• _WORK TO BE COMPLETED_
Copy out all of the records below, switching every "Markers" to "Points" and leaving everything else unchanged.
***** MATERIAL FOR THE TASK
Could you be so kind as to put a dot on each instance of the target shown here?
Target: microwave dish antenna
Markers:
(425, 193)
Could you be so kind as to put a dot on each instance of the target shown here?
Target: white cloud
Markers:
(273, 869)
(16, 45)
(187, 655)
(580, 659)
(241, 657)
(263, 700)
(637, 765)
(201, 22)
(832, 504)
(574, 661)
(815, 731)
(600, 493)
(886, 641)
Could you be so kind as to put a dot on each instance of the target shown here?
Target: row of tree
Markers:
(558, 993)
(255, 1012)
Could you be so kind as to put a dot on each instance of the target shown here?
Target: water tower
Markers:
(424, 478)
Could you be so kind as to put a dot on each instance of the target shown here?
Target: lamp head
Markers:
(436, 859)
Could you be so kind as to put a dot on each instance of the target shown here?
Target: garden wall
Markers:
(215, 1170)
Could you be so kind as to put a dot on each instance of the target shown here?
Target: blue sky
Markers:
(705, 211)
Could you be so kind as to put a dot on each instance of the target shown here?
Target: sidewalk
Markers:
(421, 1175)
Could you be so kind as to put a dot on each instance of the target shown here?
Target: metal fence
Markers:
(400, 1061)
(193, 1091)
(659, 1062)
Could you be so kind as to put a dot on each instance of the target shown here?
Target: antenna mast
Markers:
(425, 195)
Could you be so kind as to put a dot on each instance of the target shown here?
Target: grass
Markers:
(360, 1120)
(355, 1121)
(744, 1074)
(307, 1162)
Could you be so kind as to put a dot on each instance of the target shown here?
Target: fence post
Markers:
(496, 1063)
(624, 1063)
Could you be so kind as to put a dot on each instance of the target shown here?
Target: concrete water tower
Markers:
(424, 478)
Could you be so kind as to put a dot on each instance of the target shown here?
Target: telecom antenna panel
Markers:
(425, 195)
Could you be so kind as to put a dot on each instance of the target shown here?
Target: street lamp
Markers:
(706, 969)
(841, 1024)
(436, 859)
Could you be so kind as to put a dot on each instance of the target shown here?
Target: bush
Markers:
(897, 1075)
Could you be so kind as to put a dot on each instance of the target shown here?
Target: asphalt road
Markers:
**********
• _RESULT BELOW_
Could you be so kind as to put a dot on each instance of the target shown here?
Target: microwave dish antenna
Points:
(425, 193)
Could you be so kind as to put a dot on each instance of the target shown here?
Target: white cloud
Points:
(273, 869)
(16, 45)
(187, 655)
(580, 659)
(241, 657)
(263, 700)
(637, 765)
(201, 22)
(832, 504)
(574, 661)
(815, 731)
(600, 493)
(886, 641)
Could you be so kind as to put a dot on each instance of the target shown here?
Target: row of tree
Points:
(558, 993)
(255, 1012)
Could you be so kind as to put a dot on each instance of the target shown here?
Target: water tower
Points:
(424, 478)
Could you be so kind as to put a dot on each instance of the target shown here?
Target: lamp head
Points:
(436, 859)
Could you be so kind as to put a dot on each instance of the target shown here?
Target: garden wall
Points:
(215, 1170)
Could you be so kind as to put a dot on each instance of the target shown here?
Target: blue sky
Points:
(705, 211)
Could you be so kind as to put a dot on each instance of the target shown here?
Target: sidewalk
Points:
(421, 1175)
Could you be so kind as to put a dot on each instance of the target shown here?
Target: metal fence
Points:
(400, 1061)
(193, 1091)
(659, 1062)
Could you be so kind as to put a dot on each instance of the target shown here?
Target: antenna mast
Points:
(425, 195)
Could you be so kind as to put a dot on each instance of the target shown here?
Target: grass
Points:
(360, 1120)
(355, 1121)
(744, 1074)
(307, 1162)
Could you be so kind as to put a dot on each instance of the target shown here?
Target: fence post
Points:
(496, 1063)
(624, 1063)
Could you be so kind as to put a dot on each instance of the target shown here?
Target: concrete water tower
Points:
(424, 478)
Could you be so kind as to put a dot on each instance of the target shown here?
Target: telecom antenna panel
Points:
(425, 195)
Could you be so kind as to put a dot on each instance of the target shown here?
Target: street lamp
Points:
(706, 969)
(841, 1024)
(436, 859)
Could you be so kind as to put a dot on each instance of the target shown here?
Target: bush
Points:
(897, 1075)
Could you be so kind as to put a dot on each instance of the target shown here?
Target: asphalt road
Points:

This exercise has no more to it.